#### [RECORD EXTRACTS]
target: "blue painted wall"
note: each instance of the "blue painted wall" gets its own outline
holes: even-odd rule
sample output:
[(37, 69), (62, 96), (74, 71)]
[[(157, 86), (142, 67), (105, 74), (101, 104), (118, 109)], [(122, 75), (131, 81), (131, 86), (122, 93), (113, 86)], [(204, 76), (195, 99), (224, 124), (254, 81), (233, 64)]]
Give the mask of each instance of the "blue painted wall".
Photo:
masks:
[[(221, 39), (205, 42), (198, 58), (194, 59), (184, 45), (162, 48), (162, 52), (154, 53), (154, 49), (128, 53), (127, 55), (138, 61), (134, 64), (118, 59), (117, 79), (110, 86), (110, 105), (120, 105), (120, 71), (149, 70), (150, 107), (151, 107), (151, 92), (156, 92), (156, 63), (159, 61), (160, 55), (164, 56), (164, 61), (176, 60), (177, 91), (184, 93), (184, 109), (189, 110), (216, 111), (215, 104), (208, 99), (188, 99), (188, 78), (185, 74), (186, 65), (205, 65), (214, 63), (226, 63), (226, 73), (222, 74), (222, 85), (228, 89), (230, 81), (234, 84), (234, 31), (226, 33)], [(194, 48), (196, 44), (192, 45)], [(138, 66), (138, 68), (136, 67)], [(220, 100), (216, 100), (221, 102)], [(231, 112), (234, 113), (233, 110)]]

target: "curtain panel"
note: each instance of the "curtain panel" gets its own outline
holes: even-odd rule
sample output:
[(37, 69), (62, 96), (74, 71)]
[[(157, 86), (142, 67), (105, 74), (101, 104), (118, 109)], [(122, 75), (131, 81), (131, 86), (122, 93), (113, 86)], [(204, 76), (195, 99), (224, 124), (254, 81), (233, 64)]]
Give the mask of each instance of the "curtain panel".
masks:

#### [WHAT NEEDS TO BE DONE]
Output all of the data above without any alteration.

#### [RESPONSE BELOW]
target: "blue painted wall"
note: each instance of the "blue painted wall" gets its own outline
holes: even-odd rule
sample output:
[(37, 69), (62, 96), (74, 71)]
[[(157, 86), (142, 67), (105, 74), (101, 104), (118, 109)], [(122, 75), (131, 81), (131, 86), (122, 93), (113, 86)], [(204, 76), (195, 99), (224, 124), (254, 81), (233, 64)]]
Give the mask of each instance of the "blue painted wall".
Photo:
masks:
[[(221, 39), (205, 42), (198, 58), (194, 59), (184, 45), (162, 48), (162, 52), (154, 53), (154, 49), (128, 53), (127, 55), (138, 61), (134, 64), (118, 59), (117, 79), (110, 86), (110, 105), (120, 105), (120, 71), (149, 70), (150, 107), (151, 107), (151, 92), (156, 92), (156, 63), (159, 61), (160, 55), (164, 56), (164, 61), (176, 60), (177, 91), (184, 93), (184, 109), (189, 110), (216, 111), (215, 104), (208, 99), (188, 99), (188, 78), (185, 74), (186, 65), (205, 65), (214, 63), (226, 63), (226, 73), (222, 74), (222, 85), (228, 89), (230, 81), (234, 84), (234, 31), (226, 33)], [(194, 48), (196, 44), (192, 45)], [(138, 66), (138, 68), (136, 67)], [(220, 100), (216, 100), (221, 102)], [(231, 112), (234, 113), (233, 110)]]

target: "curtain panel"
note: each instance of the "curtain panel" gets its own outline
holes: even-odd rule
sample output:
[(37, 69), (62, 96), (74, 71)]
[[(157, 86), (142, 67), (105, 74), (101, 104), (118, 109)], [(122, 75), (131, 81), (131, 86), (122, 93), (113, 86)], [(204, 76), (195, 99), (224, 124), (254, 81), (233, 64)]]
Give the mask of each instance of the "curtain panel".
masks:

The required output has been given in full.